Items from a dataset
···

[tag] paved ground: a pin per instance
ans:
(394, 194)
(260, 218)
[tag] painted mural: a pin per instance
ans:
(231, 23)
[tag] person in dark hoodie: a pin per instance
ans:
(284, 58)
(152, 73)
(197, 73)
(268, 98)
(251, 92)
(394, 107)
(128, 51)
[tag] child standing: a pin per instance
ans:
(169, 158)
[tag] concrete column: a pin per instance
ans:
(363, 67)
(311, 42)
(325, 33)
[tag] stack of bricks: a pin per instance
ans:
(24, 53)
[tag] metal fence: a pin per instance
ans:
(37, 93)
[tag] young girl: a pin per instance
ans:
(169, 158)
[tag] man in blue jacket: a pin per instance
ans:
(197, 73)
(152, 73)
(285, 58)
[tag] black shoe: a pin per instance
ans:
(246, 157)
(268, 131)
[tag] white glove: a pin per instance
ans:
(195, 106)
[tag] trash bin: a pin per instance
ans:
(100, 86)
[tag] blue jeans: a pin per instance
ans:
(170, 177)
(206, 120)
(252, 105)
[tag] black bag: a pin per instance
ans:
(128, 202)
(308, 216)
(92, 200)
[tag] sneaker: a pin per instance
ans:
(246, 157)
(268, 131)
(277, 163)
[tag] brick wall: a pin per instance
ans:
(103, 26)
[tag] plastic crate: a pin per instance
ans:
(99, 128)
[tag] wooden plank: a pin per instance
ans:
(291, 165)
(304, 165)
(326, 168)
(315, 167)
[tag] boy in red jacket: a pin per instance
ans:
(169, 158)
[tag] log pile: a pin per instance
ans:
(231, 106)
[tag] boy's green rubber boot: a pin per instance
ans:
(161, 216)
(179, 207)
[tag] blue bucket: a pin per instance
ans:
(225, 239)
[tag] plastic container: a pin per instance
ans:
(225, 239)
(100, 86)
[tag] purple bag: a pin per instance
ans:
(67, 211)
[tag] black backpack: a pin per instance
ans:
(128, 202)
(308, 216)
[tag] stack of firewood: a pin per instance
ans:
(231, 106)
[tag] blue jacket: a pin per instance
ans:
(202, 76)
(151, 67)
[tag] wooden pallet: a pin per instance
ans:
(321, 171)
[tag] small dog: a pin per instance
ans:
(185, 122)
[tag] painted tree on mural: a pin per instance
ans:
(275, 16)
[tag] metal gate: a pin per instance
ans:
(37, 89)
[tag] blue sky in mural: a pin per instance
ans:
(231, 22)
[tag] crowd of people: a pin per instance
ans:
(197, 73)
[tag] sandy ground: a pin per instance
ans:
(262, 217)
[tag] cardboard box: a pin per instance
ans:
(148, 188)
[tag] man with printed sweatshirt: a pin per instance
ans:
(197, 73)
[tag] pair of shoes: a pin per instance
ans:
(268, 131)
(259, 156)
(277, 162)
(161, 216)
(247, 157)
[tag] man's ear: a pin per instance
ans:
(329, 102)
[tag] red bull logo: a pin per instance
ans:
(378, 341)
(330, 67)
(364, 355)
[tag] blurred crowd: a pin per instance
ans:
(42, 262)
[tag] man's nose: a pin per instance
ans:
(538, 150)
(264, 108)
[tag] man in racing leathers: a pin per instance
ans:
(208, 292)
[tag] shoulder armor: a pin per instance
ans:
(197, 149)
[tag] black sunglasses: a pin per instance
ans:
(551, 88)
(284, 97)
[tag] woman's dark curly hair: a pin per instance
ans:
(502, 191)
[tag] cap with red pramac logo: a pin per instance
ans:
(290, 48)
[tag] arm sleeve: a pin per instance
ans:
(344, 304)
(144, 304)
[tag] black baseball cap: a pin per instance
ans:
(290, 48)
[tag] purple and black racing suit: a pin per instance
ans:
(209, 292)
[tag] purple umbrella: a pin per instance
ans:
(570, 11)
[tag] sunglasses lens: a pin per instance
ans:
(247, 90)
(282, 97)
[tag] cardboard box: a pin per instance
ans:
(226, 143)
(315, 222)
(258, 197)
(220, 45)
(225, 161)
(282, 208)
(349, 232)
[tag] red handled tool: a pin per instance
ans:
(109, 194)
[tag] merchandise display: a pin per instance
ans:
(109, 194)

···

**Exercise brief**
Once you find the string "mural" in a line of the records, copy that line.

**Result for this exercise**
[tag] painted mural: a pin per instance
[tag] painted tree on mural: a pin per instance
[tag] blue sky in mural: a pin per instance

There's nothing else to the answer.